## EXERCISE TASK 1
Turn the paragraph of the Radlibrary page that begins "This query returns 5 columns." into a bulleted list that keeps its main facts.
## EXERCISE TASK 2
From the Radlibrary page, reproduce the passage between "Some of the" and "response <- adlib_get(query)", inclusive.

## PAGE EXTRACT
** begin **

In facebookresearch/Radlibrary: Facebook Ad Library API Tool

knitr::opts_chunk$set(
  collapse = TRUE,
  comment = "#>"
)
library(Radlibrary)
library(dplyr)
library(tidyr)

adlib_get <- function(...) {
  structure(list(
    date = structure(1648488164, class = c(
      "POSIXct",
      "POSIXt"
    ), tzone = "GMT"), data = list(
      list(
        id = "fake123",
        publisher_platforms = list("facebook", "messenger"), impressions = list(
          lower_bound = "1000", upper_bound = "4999"
        )
      ), list(
        id = "fake456",
        publisher_platforms = list("facebook", "instagram"), demographic_distribution = list(
          list(percentage = "0.002203", age = "35-44", gender = "unknown"),
          list(percentage = "0.002203", age = "55-64", gender = "unknown"),
          list(percentage = "0.026432", age = "35-44", gender = "female"),
          list(percentage = "0.103524", age = "55-64", gender = "female"),
          list(percentage = "0.004405", age = "25-34", gender = "female"),
          list(percentage = "0.070485", age = "45-54", gender = "female"),
          list(percentage = "0.162996", age = "55-64", gender = "male"),
          list(percentage = "0.037445", age = "25-34", gender = "male"),
          list(percentage = "0.072687", age = "35-44", gender = "male"),
          list(percentage = "0.220264", age = "65+", gender = "male"),
          list(percentage = "0.118943", age = "45-54", gender = "male"),
          list(percentage = "0.176211", age = "65+", gender = "female"),
          list(percentage = "0.002203", age = "65+", gender = "unknown")
        ),
        impressions = list(lower_bound = "0", upper_bound = "999")
      ),
      list(
        id = "fake789", publisher_platforms = list("facebook"),
        impressions = list(lower_bound = "0", upper_bound = "999")
      )
    ),
    has_next = TRUE, next_page = "....",
    fields = c(
      "id", "publisher_platforms", "demographic_distribution",
      "impressions"
    )
  ), class = "adlib_data_response")
}

Some of the fields returned by the ad library API are converted by Radlibrary into list columns or nested tibbles. Other fields are flattened into multiple columns.

query <- adlib_build_query(
  ad_reached_countries = "US",
  search_terms = "election",
  limit = 3,
  fields = c(
    "id",
    "publisher_platforms",
    "demographic_distribution",
    "impressions"
  )
)
response <- adlib_get(query)
data <- as_tibble(response)
head(data)

This query returns 5 columns. Column 1 is a regular old character vector. Column 2, publisher_platforms, is a list column. Each entry is a list of platforms on which the ad appeared. Columns 3 and 4 are regular numeric vectors that are discussed in the next section. The last column is also nested, but it's a nested tibble rather than simple lists.

** end **

Excerpts of location labeling data
** begin **

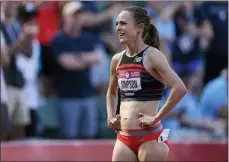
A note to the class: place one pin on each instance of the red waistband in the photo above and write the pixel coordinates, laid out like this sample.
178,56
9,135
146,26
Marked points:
140,130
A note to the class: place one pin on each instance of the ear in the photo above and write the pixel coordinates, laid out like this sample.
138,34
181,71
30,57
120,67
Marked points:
140,27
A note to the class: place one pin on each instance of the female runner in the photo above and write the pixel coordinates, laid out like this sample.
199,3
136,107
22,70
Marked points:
140,72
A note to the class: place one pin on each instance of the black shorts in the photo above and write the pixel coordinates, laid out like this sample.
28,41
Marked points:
47,61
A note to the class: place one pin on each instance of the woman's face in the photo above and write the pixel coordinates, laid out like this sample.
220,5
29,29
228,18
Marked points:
126,28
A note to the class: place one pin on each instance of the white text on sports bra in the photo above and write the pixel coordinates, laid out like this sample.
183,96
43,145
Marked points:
132,84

** end **

## TASK SOLUTION 1
- The query returns 5 columns.
- Column 1 is an ordinary character vector.
- Column 2, publisher_platforms, is a list column. Each entry lists the platforms on which the ad appeared.
- Columns 3 and 4 are ordinary numeric vectors, covered in the next section.
- The last column is nested as a tibble rather than as simple lists.

## TASK SOLUTION 2
Some of the fields returned by the ad library API are converted by Radlibrary into list columns or nested tibbles. Other fields are flattened into multiple columns.

query <- adlib_build_query(
  ad_reached_countries = "US",
  search_terms = "election",
  limit = 3,
  fields = c(
    "id",
    "publisher_platforms",
    "demographic_distribution",
    "impressions"
  )
)
response <- adlib_get(query)